**Records to process**.
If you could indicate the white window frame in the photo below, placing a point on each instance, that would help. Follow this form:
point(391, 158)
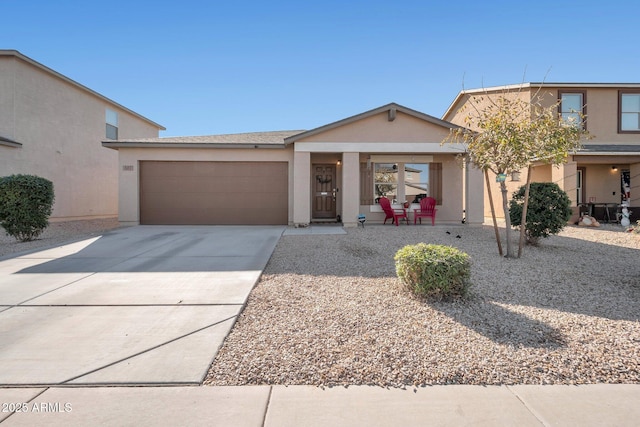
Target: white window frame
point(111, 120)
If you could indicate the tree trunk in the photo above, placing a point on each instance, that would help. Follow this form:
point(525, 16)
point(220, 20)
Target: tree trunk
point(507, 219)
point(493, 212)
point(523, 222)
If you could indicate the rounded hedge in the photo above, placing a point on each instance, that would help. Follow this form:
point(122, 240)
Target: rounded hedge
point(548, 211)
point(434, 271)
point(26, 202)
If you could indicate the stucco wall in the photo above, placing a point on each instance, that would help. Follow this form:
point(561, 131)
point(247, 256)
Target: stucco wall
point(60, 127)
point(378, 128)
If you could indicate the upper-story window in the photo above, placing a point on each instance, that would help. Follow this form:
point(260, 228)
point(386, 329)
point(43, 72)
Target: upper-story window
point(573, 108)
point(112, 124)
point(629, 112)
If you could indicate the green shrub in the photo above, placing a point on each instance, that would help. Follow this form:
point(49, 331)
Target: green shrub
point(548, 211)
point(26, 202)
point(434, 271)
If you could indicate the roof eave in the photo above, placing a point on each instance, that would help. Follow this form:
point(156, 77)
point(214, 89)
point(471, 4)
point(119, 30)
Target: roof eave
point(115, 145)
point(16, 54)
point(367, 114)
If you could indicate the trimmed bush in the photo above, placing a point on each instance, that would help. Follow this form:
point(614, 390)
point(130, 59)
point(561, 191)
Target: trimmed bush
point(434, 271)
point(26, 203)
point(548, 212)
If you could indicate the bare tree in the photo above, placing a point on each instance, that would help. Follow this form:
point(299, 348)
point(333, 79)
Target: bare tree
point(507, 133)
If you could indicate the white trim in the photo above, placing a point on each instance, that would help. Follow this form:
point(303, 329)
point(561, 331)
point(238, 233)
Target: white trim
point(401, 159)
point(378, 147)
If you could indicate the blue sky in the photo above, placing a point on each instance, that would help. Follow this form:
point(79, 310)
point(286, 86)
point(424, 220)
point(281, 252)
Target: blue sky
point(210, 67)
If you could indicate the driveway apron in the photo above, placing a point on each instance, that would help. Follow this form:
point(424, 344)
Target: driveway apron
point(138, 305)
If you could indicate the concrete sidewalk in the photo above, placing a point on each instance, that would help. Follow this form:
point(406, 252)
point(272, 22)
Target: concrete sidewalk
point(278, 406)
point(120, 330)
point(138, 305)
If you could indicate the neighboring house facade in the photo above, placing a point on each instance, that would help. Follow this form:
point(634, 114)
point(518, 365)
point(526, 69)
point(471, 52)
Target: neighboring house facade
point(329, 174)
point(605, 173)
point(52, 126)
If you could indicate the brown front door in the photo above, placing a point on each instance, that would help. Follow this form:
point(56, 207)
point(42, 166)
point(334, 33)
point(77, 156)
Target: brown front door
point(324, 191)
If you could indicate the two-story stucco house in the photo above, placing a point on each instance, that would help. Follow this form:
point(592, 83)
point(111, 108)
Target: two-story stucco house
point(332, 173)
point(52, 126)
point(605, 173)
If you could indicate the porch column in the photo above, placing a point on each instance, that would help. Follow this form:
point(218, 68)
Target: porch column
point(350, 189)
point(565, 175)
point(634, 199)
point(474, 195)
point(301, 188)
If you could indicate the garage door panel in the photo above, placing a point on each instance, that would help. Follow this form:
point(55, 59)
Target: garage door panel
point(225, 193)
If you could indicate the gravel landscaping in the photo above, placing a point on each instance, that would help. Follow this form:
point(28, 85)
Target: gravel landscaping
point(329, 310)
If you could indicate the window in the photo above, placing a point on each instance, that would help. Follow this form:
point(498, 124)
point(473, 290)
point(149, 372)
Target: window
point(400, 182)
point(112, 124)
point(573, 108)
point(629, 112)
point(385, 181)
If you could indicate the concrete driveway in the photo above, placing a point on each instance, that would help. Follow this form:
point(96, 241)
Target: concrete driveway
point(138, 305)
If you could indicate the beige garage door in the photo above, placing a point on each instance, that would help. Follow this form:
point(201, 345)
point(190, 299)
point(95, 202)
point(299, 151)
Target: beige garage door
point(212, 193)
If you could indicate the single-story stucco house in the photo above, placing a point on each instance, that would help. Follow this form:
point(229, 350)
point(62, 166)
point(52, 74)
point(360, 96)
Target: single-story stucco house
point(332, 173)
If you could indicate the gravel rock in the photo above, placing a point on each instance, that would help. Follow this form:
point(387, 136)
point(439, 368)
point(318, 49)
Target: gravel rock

**What you need to do**. Leave the pictures out and write out every entry exactly as given.

**Result of this exercise**.
If you could indicate the white window frame in the photo below, placing a point on each instance, that would help. Follow this form:
point(391, 158)
Target: white window frame
point(111, 120)
If you could indicate the tree trunk in the photo above, placing a point on each instance, that would help. Follow this form:
point(525, 16)
point(220, 20)
Target: tree trunk
point(507, 219)
point(493, 212)
point(523, 222)
If you could indicate the rounded hedge in the photo above, placing a point on each instance, that would help. Follow this form:
point(122, 240)
Target: rounded hedge
point(548, 211)
point(434, 271)
point(26, 202)
If you could indicate the stucco wall in the photo above, placing a point on each instance, that would help. Follow this form:
point(561, 131)
point(247, 256)
Target: stucco wall
point(60, 127)
point(378, 128)
If you could indicate the upper-story window in the photo above, placing a point on each instance, that would help. Follow this form:
point(260, 228)
point(386, 329)
point(43, 72)
Target: upper-story window
point(573, 108)
point(112, 124)
point(629, 112)
If you could indicate the green shrub in the photo above, placing a point on each instance, that would help. Follow this form:
point(49, 331)
Target: green shrub
point(548, 211)
point(26, 202)
point(434, 271)
If you could indicate the roof eave in the photo above, placing a point on each instance, that would help. Follow this form:
point(156, 77)
point(214, 89)
point(471, 4)
point(119, 30)
Target: roof eave
point(115, 145)
point(16, 54)
point(367, 114)
If you could indicate the trimmed bush in the photo above, placing a point on each instance, that would help. Follow this form:
point(614, 390)
point(130, 59)
point(561, 191)
Target: trimmed bush
point(434, 271)
point(26, 203)
point(548, 212)
If you could indicate the bare tree in the photo above, placing a point on each instance, that would help. Follow this form:
point(299, 348)
point(333, 79)
Target: bare tree
point(507, 133)
If you could indicate the white trim in the photo above, placing a point on each instance, that would help. Follow this form:
point(303, 329)
point(561, 331)
point(238, 233)
Target: white trim
point(401, 159)
point(378, 147)
If you could indicate the blue sky in the photo above, placing a point on each instance, that would help. Follow this form:
point(79, 310)
point(286, 86)
point(424, 220)
point(281, 252)
Target: blue sky
point(210, 67)
If you could indicate the driveway apron in the photo above, placing a point on each instance, that would help. Follow this form:
point(424, 344)
Target: driveway apron
point(138, 305)
If you could indicate the concrete sidewalk in the photo above, placing a point on each instance, that would help. Follow this form:
point(406, 252)
point(272, 22)
Target: concrete sidewalk
point(278, 406)
point(120, 330)
point(138, 305)
If you could indicate the neighboring house facade in the photo above, placing a point on each instance, that would help. Follow this form:
point(634, 114)
point(518, 365)
point(526, 69)
point(471, 52)
Target: neighboring house facade
point(329, 174)
point(605, 173)
point(52, 126)
If you could indicate the brown front door in the photo above, placing a point on each instance, that would help. Follow this form:
point(56, 207)
point(42, 166)
point(334, 33)
point(77, 156)
Target: brown front door
point(324, 191)
If you could indicate the two-story stucco house in the photo above, placing a point on each instance, that would help. Follow this form:
point(592, 83)
point(111, 108)
Target: two-story stucco house
point(332, 173)
point(52, 126)
point(605, 173)
If you could indicate the porch column in the photo above, placing a point on each instance, that would help. Follow this form:
point(218, 68)
Target: porch column
point(350, 189)
point(565, 175)
point(634, 199)
point(474, 195)
point(301, 188)
If you could indicate the garage door panel in the photo above, placing a point on each instance, that would help. Follow this form:
point(55, 59)
Target: garage door panel
point(225, 193)
If you could indicate the gravel landscaping in the photo above, placing a point on each instance, that would help. Follow this form:
point(28, 85)
Target: gravel landscaping
point(329, 310)
If you could indicate the window in the photo above, placing a point on each instance, that would help. Follow this form:
point(498, 124)
point(473, 290)
point(149, 372)
Target: window
point(400, 182)
point(112, 124)
point(573, 108)
point(629, 112)
point(385, 181)
If you could indicate the concrete driveway in the photo above, placing a point on each instance, that would help. Follow this form:
point(96, 241)
Target: concrete driveway
point(138, 305)
If you could indicate the beige garage door in the photo above, placing a point on each instance, that would help. Follow this form:
point(201, 345)
point(190, 299)
point(95, 202)
point(299, 151)
Target: beige garage door
point(212, 193)
If you could indicate the single-story stucco house in the photo above, placing a point on each instance, that would help. Follow this form:
point(229, 350)
point(62, 166)
point(52, 74)
point(360, 96)
Target: single-story stucco house
point(332, 173)
If you could indicate the gravel rock in the photo above, placing a point on each instance, that would help. Follow this form:
point(387, 136)
point(439, 368)
point(318, 49)
Target: gravel rock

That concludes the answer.